## Work request
Your copy should repeat each record exactly and contain none of the pictures.

## Data shown

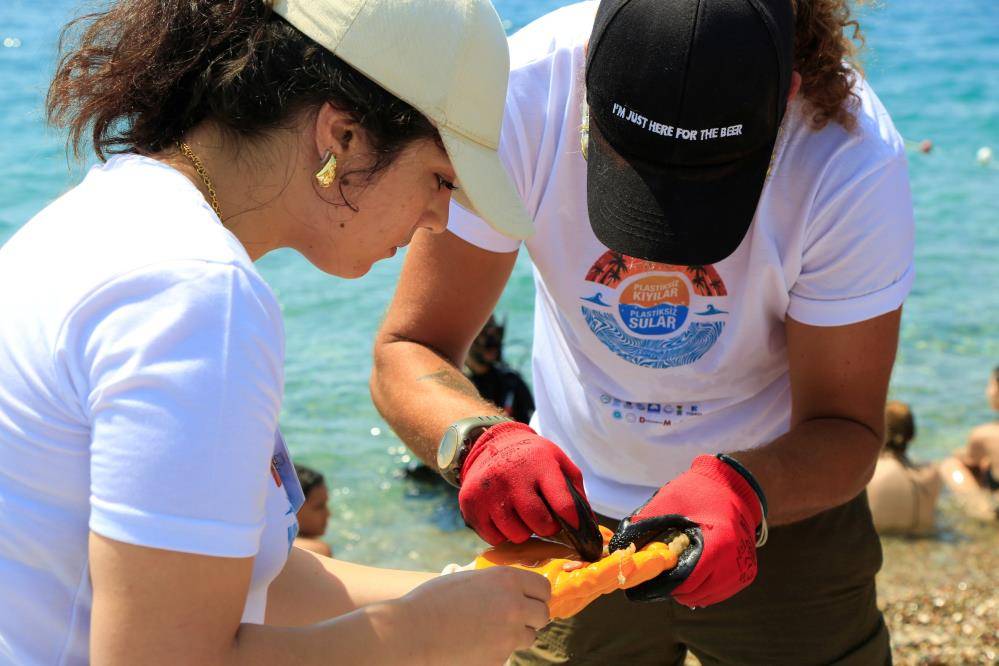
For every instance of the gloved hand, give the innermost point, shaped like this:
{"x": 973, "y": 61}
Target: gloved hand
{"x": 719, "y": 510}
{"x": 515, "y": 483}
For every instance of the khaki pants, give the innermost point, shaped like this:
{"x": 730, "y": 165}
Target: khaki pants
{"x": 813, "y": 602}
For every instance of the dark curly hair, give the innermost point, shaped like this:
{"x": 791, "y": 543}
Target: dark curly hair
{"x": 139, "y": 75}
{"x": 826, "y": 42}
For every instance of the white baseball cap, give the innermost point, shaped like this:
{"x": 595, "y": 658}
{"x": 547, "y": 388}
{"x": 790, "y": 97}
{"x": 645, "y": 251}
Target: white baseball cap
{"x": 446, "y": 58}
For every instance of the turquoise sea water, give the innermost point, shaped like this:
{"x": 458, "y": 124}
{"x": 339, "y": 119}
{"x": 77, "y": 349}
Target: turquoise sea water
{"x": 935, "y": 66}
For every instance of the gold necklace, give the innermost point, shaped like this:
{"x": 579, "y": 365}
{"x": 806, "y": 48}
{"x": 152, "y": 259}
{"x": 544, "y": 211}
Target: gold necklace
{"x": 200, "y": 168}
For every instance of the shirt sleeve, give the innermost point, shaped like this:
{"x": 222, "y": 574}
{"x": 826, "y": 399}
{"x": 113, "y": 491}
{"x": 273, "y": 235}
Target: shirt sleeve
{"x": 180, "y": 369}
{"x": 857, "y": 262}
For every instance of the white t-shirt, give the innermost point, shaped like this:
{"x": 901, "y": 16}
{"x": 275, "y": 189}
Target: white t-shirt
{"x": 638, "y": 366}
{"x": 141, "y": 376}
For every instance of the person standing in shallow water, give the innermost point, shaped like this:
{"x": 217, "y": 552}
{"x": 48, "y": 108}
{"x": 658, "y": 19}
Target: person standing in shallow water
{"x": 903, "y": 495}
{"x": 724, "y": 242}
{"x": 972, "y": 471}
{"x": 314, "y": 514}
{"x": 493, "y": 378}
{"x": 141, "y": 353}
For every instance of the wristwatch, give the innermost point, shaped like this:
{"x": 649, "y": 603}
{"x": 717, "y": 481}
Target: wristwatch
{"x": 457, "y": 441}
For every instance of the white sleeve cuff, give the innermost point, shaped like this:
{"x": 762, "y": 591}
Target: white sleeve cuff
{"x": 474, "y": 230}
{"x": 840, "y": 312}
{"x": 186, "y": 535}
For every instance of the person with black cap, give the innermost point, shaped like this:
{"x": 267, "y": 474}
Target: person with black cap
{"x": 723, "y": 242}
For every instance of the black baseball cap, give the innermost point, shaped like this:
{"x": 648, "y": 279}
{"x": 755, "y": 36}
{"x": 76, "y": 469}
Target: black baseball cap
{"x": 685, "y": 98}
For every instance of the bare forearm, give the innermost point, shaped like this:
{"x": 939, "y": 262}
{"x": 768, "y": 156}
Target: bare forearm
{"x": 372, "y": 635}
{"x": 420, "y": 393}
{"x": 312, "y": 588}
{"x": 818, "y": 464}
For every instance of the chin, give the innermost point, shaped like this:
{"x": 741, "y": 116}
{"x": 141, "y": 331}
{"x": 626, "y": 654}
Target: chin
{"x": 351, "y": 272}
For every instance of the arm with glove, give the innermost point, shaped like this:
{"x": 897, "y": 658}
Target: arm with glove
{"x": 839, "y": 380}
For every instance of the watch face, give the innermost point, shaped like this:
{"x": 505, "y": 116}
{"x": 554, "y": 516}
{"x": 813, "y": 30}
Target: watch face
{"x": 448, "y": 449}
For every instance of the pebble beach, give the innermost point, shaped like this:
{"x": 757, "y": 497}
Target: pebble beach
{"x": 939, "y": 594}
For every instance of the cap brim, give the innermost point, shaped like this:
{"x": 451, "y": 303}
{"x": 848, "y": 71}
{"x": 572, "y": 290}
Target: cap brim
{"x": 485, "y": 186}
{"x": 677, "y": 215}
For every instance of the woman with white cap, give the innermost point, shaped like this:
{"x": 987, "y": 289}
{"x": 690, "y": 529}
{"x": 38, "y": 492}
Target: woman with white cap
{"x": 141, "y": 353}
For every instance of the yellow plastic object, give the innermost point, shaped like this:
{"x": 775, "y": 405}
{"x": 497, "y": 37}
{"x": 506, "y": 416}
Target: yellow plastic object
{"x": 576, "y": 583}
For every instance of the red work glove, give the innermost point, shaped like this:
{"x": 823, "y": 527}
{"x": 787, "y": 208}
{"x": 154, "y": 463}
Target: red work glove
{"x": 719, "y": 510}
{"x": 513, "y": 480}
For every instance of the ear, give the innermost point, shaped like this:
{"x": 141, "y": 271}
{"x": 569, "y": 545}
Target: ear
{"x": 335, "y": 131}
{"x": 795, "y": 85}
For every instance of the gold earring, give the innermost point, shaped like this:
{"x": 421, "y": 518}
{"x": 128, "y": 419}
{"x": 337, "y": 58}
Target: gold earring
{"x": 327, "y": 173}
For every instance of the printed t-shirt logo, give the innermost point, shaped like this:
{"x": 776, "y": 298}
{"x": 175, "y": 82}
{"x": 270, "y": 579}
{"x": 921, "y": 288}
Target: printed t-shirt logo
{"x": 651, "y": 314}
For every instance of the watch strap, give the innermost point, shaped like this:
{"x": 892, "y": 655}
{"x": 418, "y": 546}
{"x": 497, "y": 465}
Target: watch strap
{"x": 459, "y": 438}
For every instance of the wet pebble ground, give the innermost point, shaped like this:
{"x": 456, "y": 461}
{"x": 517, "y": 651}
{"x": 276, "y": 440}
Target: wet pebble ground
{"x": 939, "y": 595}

## Solution
For every instance of the gloved hand, give the innermost point, shaped like this:
{"x": 973, "y": 61}
Target: gloved hand
{"x": 719, "y": 510}
{"x": 515, "y": 483}
For every instance of the khaki pants, give the innermost point, shaped like this:
{"x": 730, "y": 165}
Target: khaki pants
{"x": 813, "y": 602}
For every instance of the dark curly hair, give the innermost point, shaped like this:
{"x": 791, "y": 543}
Target: dark curly hair
{"x": 139, "y": 75}
{"x": 826, "y": 42}
For every instance of the white baseball cap, give the innermost point, shaped like this:
{"x": 595, "y": 658}
{"x": 547, "y": 388}
{"x": 790, "y": 97}
{"x": 645, "y": 251}
Target: white baseball cap
{"x": 446, "y": 58}
For every instance of the turquoise sea water, give the innermost point, shaped like this:
{"x": 458, "y": 124}
{"x": 339, "y": 119}
{"x": 77, "y": 349}
Target: turquoise sea water
{"x": 935, "y": 66}
For every instance of the gold necklace, give the innermost point, shaped like this:
{"x": 579, "y": 365}
{"x": 806, "y": 48}
{"x": 152, "y": 259}
{"x": 544, "y": 211}
Target: gold necklace
{"x": 200, "y": 168}
For every instance of the shirt sleeve, give the innermost point, shaped like this:
{"x": 222, "y": 574}
{"x": 826, "y": 399}
{"x": 113, "y": 491}
{"x": 273, "y": 235}
Target: shirt sleeve
{"x": 180, "y": 369}
{"x": 857, "y": 262}
For every instance of the white t-shirt, give the innermost point, shaped like this:
{"x": 901, "y": 16}
{"x": 275, "y": 189}
Target: white t-shirt
{"x": 638, "y": 366}
{"x": 141, "y": 376}
For every instance of the person standing in shallow water, give the innermost point, shaped like this:
{"x": 217, "y": 552}
{"x": 48, "y": 108}
{"x": 658, "y": 19}
Target: person standing in shallow water
{"x": 903, "y": 495}
{"x": 724, "y": 242}
{"x": 972, "y": 471}
{"x": 314, "y": 514}
{"x": 493, "y": 378}
{"x": 141, "y": 353}
For every instance of the wristwatch, give the innermost point, shaped like this:
{"x": 649, "y": 603}
{"x": 717, "y": 481}
Target: wristwatch
{"x": 457, "y": 441}
For every instance of the white sleeve cuff, give the innermost point, shaped like this:
{"x": 762, "y": 591}
Target: white sleeve cuff
{"x": 474, "y": 230}
{"x": 840, "y": 312}
{"x": 186, "y": 535}
For every instance of the person with black cap, give the innermost point, shaped like this:
{"x": 267, "y": 474}
Target: person with black cap
{"x": 723, "y": 242}
For every instance of the black baseball cap, give the innermost point, shaped like this:
{"x": 648, "y": 279}
{"x": 755, "y": 36}
{"x": 76, "y": 469}
Target: black baseball cap
{"x": 685, "y": 98}
For every instance of the bare forearm, give the innermost point, shaped like this:
{"x": 939, "y": 262}
{"x": 768, "y": 156}
Target: bare forearm
{"x": 372, "y": 635}
{"x": 420, "y": 393}
{"x": 312, "y": 588}
{"x": 818, "y": 464}
For every instance of the chin, give the innermost point, shaped like this:
{"x": 741, "y": 116}
{"x": 141, "y": 331}
{"x": 626, "y": 654}
Target: chin
{"x": 351, "y": 272}
For every instance of the arm with glove, give the innermost point, shaped like this:
{"x": 897, "y": 658}
Target: arm with glove
{"x": 839, "y": 380}
For every instance of the watch face, give the innermost point, shaped like this:
{"x": 505, "y": 116}
{"x": 554, "y": 516}
{"x": 813, "y": 30}
Target: watch face
{"x": 448, "y": 449}
For every instance of the pebble beach, give the innermost point, shaped like this:
{"x": 757, "y": 497}
Target: pebble beach
{"x": 939, "y": 594}
For every instance of the cap brim, give the innermost point, shaped like this:
{"x": 451, "y": 303}
{"x": 848, "y": 71}
{"x": 572, "y": 290}
Target: cap brim
{"x": 485, "y": 186}
{"x": 677, "y": 215}
For every instance of the woman with white cap, give the innermost point, shaped like this:
{"x": 987, "y": 289}
{"x": 690, "y": 529}
{"x": 38, "y": 492}
Target: woman with white cap
{"x": 141, "y": 353}
For every instance of the yellow plastic object, give the innermost point, shaped like this:
{"x": 775, "y": 405}
{"x": 497, "y": 37}
{"x": 506, "y": 416}
Target: yellow plastic object
{"x": 576, "y": 583}
For every instance of the red work glove, give the innermost point, shaped like this:
{"x": 823, "y": 527}
{"x": 787, "y": 208}
{"x": 154, "y": 463}
Target: red work glove
{"x": 719, "y": 510}
{"x": 513, "y": 480}
For every instance of the ear, give the innermost point, shaped like this:
{"x": 141, "y": 271}
{"x": 569, "y": 545}
Target: ear
{"x": 335, "y": 131}
{"x": 795, "y": 85}
For every instance of the gold earring, give the innermost point, shaped like this:
{"x": 421, "y": 518}
{"x": 128, "y": 419}
{"x": 337, "y": 58}
Target: gold earring
{"x": 327, "y": 173}
For every instance of the printed t-shirt logo, give the innermost point, shaped like this:
{"x": 776, "y": 298}
{"x": 175, "y": 82}
{"x": 270, "y": 579}
{"x": 921, "y": 288}
Target: printed t-shirt logo
{"x": 651, "y": 314}
For every instance of the watch strap, give the innermost point, shaped like this:
{"x": 892, "y": 655}
{"x": 418, "y": 546}
{"x": 497, "y": 465}
Target: watch strap
{"x": 459, "y": 438}
For every instance of the wet pebble ground, give the innermost point, shaped like this:
{"x": 456, "y": 461}
{"x": 517, "y": 651}
{"x": 276, "y": 440}
Target: wet pebble ground
{"x": 939, "y": 595}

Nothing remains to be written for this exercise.